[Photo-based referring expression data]
━━━━━━━━━━━━━━━━
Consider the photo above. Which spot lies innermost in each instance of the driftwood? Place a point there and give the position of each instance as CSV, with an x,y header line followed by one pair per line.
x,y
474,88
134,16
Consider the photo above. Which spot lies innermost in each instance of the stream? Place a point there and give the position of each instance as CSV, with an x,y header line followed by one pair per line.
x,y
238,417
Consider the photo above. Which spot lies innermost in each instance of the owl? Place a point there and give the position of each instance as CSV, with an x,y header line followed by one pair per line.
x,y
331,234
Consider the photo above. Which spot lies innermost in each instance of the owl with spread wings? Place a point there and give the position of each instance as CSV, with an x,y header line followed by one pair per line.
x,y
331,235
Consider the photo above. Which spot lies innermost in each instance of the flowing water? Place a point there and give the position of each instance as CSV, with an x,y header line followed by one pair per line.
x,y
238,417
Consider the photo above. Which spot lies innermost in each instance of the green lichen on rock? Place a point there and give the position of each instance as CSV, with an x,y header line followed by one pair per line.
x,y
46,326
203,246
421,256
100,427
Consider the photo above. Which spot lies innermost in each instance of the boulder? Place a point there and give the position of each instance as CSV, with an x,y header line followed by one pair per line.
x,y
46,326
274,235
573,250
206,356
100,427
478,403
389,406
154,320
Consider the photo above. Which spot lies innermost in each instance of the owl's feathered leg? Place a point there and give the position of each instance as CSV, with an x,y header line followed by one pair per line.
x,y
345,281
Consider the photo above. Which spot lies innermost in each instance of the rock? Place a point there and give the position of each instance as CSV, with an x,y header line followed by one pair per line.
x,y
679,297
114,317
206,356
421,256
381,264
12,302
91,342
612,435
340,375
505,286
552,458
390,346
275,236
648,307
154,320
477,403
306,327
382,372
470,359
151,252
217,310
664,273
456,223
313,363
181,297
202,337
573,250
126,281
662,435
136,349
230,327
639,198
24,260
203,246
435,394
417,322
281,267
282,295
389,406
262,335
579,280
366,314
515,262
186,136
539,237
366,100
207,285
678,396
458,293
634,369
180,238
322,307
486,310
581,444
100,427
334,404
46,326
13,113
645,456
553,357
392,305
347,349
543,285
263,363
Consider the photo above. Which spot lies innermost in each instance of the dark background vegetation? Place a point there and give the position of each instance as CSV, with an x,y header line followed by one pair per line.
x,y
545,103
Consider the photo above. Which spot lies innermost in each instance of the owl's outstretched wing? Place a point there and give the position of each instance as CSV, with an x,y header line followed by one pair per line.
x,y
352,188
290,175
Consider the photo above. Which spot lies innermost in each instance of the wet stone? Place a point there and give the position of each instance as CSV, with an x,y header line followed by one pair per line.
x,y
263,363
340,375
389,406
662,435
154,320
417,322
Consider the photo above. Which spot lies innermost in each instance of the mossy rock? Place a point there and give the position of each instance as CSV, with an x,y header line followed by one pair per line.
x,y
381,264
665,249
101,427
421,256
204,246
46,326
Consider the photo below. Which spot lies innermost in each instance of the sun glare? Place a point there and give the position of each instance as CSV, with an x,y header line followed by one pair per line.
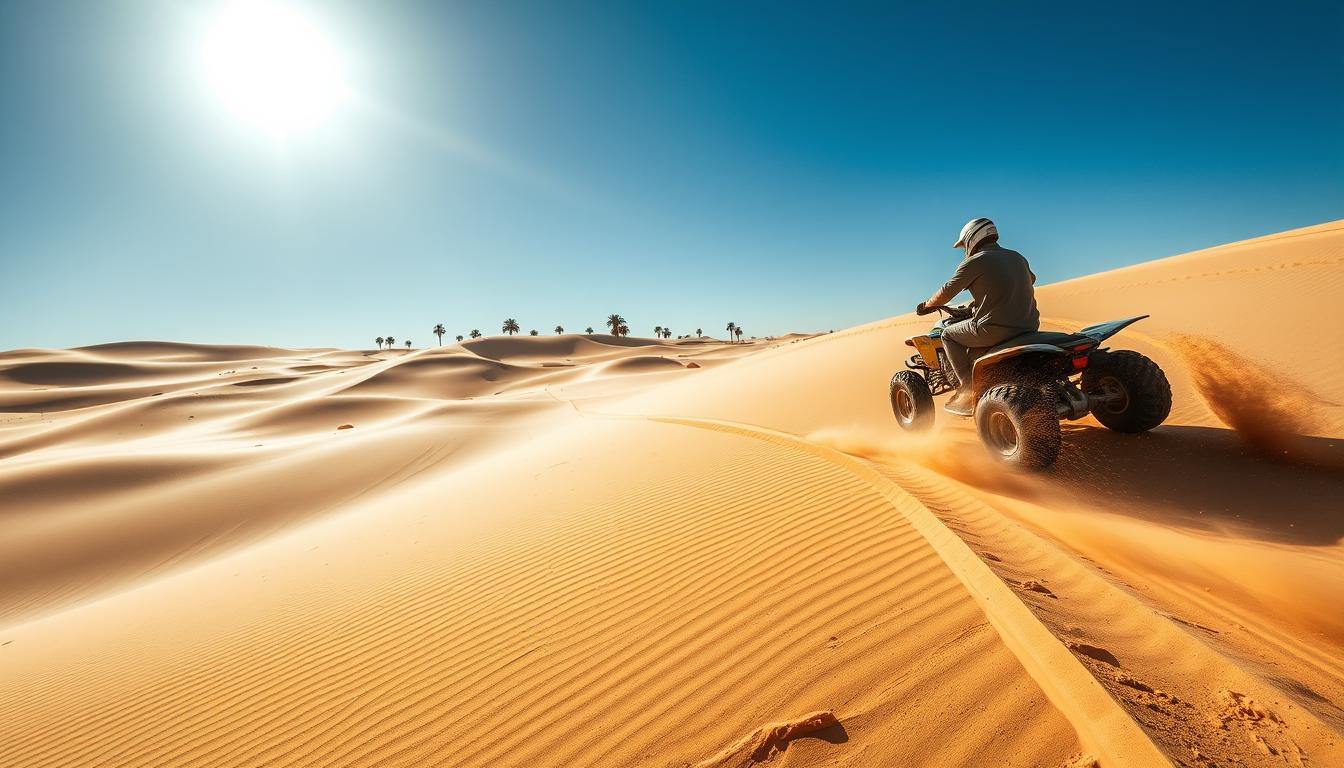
x,y
273,67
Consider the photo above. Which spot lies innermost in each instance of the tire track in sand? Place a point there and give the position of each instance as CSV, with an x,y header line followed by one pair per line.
x,y
1102,725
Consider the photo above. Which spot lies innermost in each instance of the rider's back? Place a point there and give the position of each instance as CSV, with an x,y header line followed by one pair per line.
x,y
1001,285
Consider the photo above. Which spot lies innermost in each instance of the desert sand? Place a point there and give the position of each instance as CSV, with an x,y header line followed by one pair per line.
x,y
588,550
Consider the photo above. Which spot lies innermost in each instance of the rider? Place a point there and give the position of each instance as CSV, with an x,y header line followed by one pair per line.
x,y
1004,303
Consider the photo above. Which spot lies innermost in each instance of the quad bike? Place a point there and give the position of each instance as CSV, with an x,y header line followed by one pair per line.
x,y
1024,386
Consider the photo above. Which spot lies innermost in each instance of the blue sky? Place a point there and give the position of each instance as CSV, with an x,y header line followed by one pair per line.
x,y
782,166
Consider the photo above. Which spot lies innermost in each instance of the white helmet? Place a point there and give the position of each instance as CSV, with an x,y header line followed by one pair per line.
x,y
975,233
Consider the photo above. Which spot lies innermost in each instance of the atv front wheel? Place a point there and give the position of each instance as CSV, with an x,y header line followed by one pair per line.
x,y
1132,393
1019,425
911,402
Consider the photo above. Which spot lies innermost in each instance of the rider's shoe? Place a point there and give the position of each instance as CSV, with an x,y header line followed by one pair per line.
x,y
960,404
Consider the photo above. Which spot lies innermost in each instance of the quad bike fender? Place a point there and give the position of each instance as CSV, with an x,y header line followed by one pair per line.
x,y
980,370
1104,331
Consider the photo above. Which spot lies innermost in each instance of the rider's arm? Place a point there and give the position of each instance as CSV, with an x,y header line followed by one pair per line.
x,y
961,280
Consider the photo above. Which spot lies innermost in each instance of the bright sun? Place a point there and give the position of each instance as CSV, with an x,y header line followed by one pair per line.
x,y
273,67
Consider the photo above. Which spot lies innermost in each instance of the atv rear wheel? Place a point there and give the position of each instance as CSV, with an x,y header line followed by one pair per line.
x,y
1019,425
911,402
1132,390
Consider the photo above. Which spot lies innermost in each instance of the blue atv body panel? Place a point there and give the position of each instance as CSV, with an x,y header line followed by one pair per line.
x,y
1104,331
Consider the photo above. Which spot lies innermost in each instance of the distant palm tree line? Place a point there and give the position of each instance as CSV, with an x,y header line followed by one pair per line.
x,y
616,324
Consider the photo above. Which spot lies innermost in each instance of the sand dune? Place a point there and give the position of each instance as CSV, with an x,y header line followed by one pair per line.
x,y
583,550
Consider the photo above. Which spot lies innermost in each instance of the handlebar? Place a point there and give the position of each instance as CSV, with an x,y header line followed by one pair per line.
x,y
954,312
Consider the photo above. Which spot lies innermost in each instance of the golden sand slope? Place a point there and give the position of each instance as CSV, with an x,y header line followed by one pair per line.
x,y
581,550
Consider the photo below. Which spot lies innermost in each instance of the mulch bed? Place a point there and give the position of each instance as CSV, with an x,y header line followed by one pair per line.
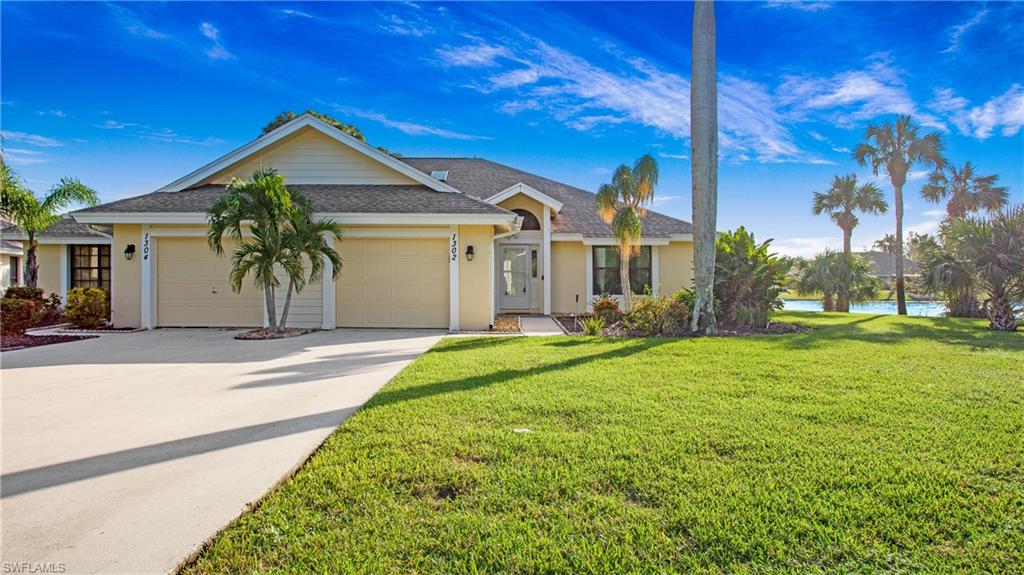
━━━━━━━━━━━━━━━━
Reproduce each entry exactly as written, but leave out the images.

■ **Answer to the problem**
Consider the photo above. Which spot lies innermost in each instance of the driftwood? Place a point there and give the position of each instance as CSV, with an x,y header line followed by one pair per line.
x,y
474,88
134,16
Consider the photo above. Which spot lies innermost in each instance of the stream? Place a point there and give the position of each instance as CSV, with an x,y header line followed by one pair per line.
x,y
238,417
Consider the photo above. Which spot lies innermost in each instance of the owl? Place a point there and give the position of each instance as CSV, with an x,y header line followed by one pair per line.
x,y
331,234
Consider the photo above. Which spot lies innermost in each instance of the owl with spread wings? Place a point there and give the position of each instance as CSV, with an x,y header line followed by one pair per line.
x,y
331,235
Consider the photo above. Which spot lies innermost in each instance of the flowing water? Place a point there and give the position of each instance as CSV, with an x,y header line followed by one pair per line.
x,y
238,417
Consider the photo above. Which spot lies innermost in each instance of the green lichen on rock? Place a point there and give the position of each instance as CSV, with an x,y header line followed by one pair per line.
x,y
46,326
203,246
421,256
100,427
Consider the photo above. Which spot lies innermost in each instance of the boulder? Place a point there and give the position of each instance as CSV, with an x,y header line followed by one pair per line.
x,y
46,326
274,235
573,250
206,356
100,427
478,403
389,406
154,320
Consider the photo above. Which spot lies innermost in each instance of the owl's feathered leg? Place a point there and give the position of each instance as CSV, with an x,y header line followed by one pair per line.
x,y
345,281
Consider the photo above. Which spot lies innermost in each instance of the rock? Place a point there and give the position of each instance as CSV, with an x,y header line followed by one pair per line.
x,y
679,297
114,317
206,356
421,256
381,264
12,302
91,342
612,435
340,375
505,286
552,458
390,346
275,236
648,307
154,320
477,403
306,327
382,372
470,359
151,252
217,310
664,273
456,223
313,363
181,297
202,337
573,250
126,281
662,435
136,349
230,327
639,198
24,260
203,246
435,394
417,322
281,267
282,295
389,406
262,335
579,280
366,314
515,262
186,136
539,237
366,100
207,285
678,396
458,293
634,369
180,238
322,307
486,310
581,444
100,427
334,404
46,326
13,113
645,456
553,357
392,305
347,349
543,285
263,363
Consider the photo above. Which spot lies innermost in each instance of the dark background vegetation? Place a point there and give the position of each instance as CSV, with an x,y header line followed by one pair per line.
x,y
545,103
Consider the photo above. Which spot lies innermost in each instance of the owl's outstretched wing? Place a point there and give the position of each instance as CSV, with an x,y header line followed by one pair per line.
x,y
352,188
290,175
Consider the photo above. Which spot lies innermost in each instance of the wet stone? Place a point there and give the position of each instance as CSV, with an x,y header line followed by one pair per line.
x,y
263,363
340,375
389,406
662,435
154,320
417,322
Consider the photo above. Which spot lies innermost in each instance of the mossy rock? Place a point there and give the position of each instance as CSV, with an x,y header line followed by one pair per line.
x,y
381,264
665,249
101,427
421,256
204,246
46,326
Consider the photo below. Which spot lies innermost in each instance of the sun glare? Place a point there and give the position of each instance as CSV, with an x,y header line followed by one pair per line.
x,y
273,67
Consider the photo above. Which spot lies innermost in each instance of the tire track in sand? Place a point there and give the position of each instance as CSV, with an x,y header line followed by one pair per line.
x,y
1102,725
Consider the photo above. Which spot lies innermost in each instance of the rider's back? Place a point there and give the position of each instance as CSV, with an x,y header line followed by one pair per line.
x,y
1001,285
Consider the photo above. Which spot lies innermost in each instance of the desert sand? Place a point there and give the position of each instance as CSV, with an x,y header line followed by one pair per line.
x,y
588,550
Consider the photo above. Which spot lies innermost in each instance of the rider? Place a point there and give the position of each instance as CSV, with an x,y header line followed by one pair per line.
x,y
1004,303
Consider the photo above. Which spot lies innermost in each instance of the quad bike? Place a point there and give the position of each instance as CSV, with an x,y header line followed by one pair per line.
x,y
1024,386
Consider the photo above. Which spot lies innermost in each instance of the blue sky? Place a point there and give the position of each instance as CSV, with an x,y header line followed by one pair per line.
x,y
782,166
Consider the photo above. Which spot lies innermost in each instance of the white helmet? Place a point there and give the position of each instance as CSV, with an x,y header line followed by one pair per line.
x,y
975,233
Consider the photo above. Which spot lies innermost in each instance of the atv front wheel? Place a point there and give the position of each instance as CSV, with an x,y header line followed by one pair per line.
x,y
1132,393
1019,425
911,402
Consider the photo above. Which spot lies innermost in each instance of the rider's shoe? Place a point there and give the position of each instance as CSV, with an x,y header line followed by one pair per line.
x,y
960,404
Consider the photo above. Which spot lies innermost in each instance of the quad bike fender? Place a point there and give the position of each instance as CSV, with an x,y header line followed by one pair per line.
x,y
980,370
1104,331
Consider the photo above. Which spot lies innermost in each instance of the rider's arm? Place a point there and give the position of each instance as CSV, with an x,y header line followed by one pair per line.
x,y
961,280
Consider the photo above. Which spot lies innermost in each instance of the bright sun? Place a point there and give the position of each instance as CSV, with an x,y header line followed by one pair per line.
x,y
273,67
Consider the photo above. Which spot lies innermost in each instance of the atv rear wheel? Place a point there and give the position of each instance as CSV, with an x,y header line followed by one pair per line.
x,y
1019,425
911,402
1132,390
Consider the photo above. Which spot lies innermost in each instance of the blue atv body panel? Place a point there and give the position of each instance as CSV, with an x,y header line followed by one pair per line.
x,y
1104,331
Consider the photo above. Which spot lies innermost in each instance of the distant palm tree line? Place a point there and give the position of each instance as CSV, with an x,y header line followed by one pair per line.
x,y
616,324
Consider the photo above. Which spot lies innermost in each instance of the sand dune? Place a point there and give the position of each instance as CSV, with an x,y header line followed by one pair per line.
x,y
583,550
Consider the photo above. Which spot lies innermost in each instance of the handlebar? Place a point there and give the position of each instance as CSV, with an x,y header line followed by one pair per line.
x,y
954,312
Consider the photo above. Which spot lies innermost in each instance of the golden sand slope? Place a point there and give the position of each instance as CSV, with an x,y header line followed by one pair per line.
x,y
581,550
Consider the photo below. Which spot lies innermost in each instance of the mulch bed? Place a point there and give the position of each instance as CSV, with an x,y header line followed by one pair per line.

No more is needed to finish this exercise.